Find the lines of data that contain the string "target", then list them.

[Stored data entries]
<<<<

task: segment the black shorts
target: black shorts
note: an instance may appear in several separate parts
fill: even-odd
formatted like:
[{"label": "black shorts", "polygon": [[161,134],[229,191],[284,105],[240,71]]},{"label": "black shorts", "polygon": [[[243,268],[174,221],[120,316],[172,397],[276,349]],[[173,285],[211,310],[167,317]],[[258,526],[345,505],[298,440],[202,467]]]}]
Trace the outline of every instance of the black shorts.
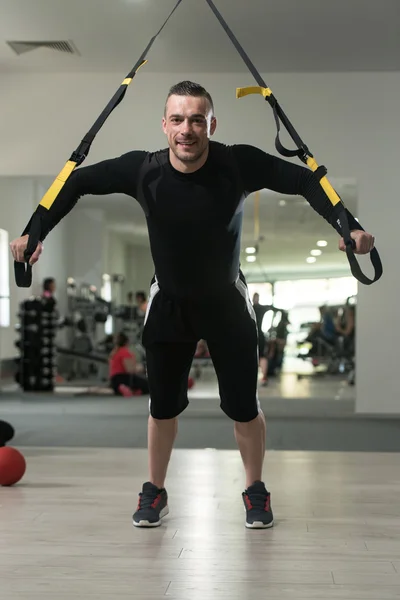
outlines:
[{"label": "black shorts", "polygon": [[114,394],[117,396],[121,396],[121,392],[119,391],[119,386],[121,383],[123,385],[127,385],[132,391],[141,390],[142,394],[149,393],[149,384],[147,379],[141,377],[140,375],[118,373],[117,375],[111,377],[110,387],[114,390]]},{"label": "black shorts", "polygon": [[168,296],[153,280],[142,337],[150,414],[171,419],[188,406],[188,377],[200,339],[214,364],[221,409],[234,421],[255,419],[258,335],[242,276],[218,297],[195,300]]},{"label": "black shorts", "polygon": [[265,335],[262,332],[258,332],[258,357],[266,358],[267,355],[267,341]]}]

>>>>
<<<<

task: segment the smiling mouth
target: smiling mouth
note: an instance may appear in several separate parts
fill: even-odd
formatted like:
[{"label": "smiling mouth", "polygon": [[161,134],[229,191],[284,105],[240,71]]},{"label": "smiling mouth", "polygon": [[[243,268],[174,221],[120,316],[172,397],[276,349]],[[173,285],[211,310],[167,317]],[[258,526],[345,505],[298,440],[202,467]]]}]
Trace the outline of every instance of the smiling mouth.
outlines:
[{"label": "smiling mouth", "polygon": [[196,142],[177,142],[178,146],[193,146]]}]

>>>>
<<<<

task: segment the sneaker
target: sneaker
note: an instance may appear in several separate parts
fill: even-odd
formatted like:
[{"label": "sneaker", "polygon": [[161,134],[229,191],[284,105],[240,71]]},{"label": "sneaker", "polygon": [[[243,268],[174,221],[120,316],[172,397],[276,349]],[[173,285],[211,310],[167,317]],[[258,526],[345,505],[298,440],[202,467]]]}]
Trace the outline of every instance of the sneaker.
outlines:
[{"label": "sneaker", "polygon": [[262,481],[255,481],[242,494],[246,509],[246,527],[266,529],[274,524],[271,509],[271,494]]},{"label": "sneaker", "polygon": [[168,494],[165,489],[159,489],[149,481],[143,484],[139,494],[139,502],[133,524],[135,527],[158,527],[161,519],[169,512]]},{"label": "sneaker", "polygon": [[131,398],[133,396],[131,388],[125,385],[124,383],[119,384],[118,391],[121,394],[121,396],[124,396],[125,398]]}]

>>>>

### EXPECTED ANSWER
target: black shorts
target: smiling mouth
target: sneaker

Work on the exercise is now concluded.